Object location annotation data
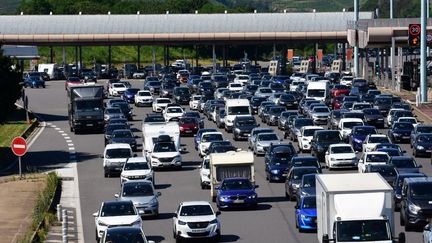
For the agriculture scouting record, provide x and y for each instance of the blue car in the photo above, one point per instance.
(359, 134)
(306, 216)
(236, 192)
(129, 95)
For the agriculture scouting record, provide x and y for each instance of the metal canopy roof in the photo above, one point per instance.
(123, 29)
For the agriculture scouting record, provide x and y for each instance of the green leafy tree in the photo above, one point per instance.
(11, 87)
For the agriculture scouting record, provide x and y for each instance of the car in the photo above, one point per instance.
(123, 136)
(340, 156)
(204, 171)
(397, 186)
(305, 137)
(143, 98)
(236, 192)
(159, 104)
(143, 196)
(372, 158)
(137, 168)
(415, 207)
(405, 164)
(114, 157)
(305, 213)
(322, 140)
(196, 220)
(372, 140)
(263, 142)
(294, 179)
(359, 134)
(242, 127)
(422, 145)
(400, 132)
(188, 126)
(116, 213)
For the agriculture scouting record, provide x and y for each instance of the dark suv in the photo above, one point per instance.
(416, 208)
(322, 140)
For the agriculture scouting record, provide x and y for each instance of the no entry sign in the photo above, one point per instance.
(19, 146)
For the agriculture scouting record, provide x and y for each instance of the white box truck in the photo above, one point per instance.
(355, 208)
(228, 165)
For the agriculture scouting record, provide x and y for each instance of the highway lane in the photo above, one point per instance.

• **Written request**
Edit all of the rows above so that each "agriculture scouting record" becomes "field survey record", changing nothing else and leaving out the pictures.

• **Exercise answer**
For the field survey record, provide x and y for each instance of the blue car in the photo above, one point per instance.
(359, 134)
(306, 216)
(236, 192)
(129, 95)
For the field survey record, provide x and y for each instance of the metal canopy roof in the photo above, one point per instance.
(123, 29)
For the field survey record, provide x and y for each instance of the green leafy tree in the photo above, one point per instance.
(11, 87)
For the field survey record, provide x and y for each instance of the car in the photo above, one point per instance.
(123, 136)
(340, 156)
(204, 171)
(397, 186)
(305, 137)
(143, 98)
(236, 192)
(159, 104)
(143, 196)
(372, 158)
(137, 168)
(415, 207)
(405, 164)
(114, 157)
(305, 213)
(322, 140)
(196, 220)
(372, 140)
(263, 142)
(294, 179)
(359, 134)
(242, 127)
(422, 145)
(400, 132)
(188, 126)
(116, 213)
For the field survey record, provide x and y for each instance of the dark suv in the photo above, one point per instance.
(416, 208)
(322, 140)
For the field survey record, provide x and y for each instance of the no entry sign in the photo above, one point per instance.
(19, 146)
For the field survey record, provide x and y for each instance of the white box truck in the photo above, one point per instance.
(355, 208)
(228, 165)
For the field survey record, provide x and y for each instance of the highway lane in the photo above, one point per instance.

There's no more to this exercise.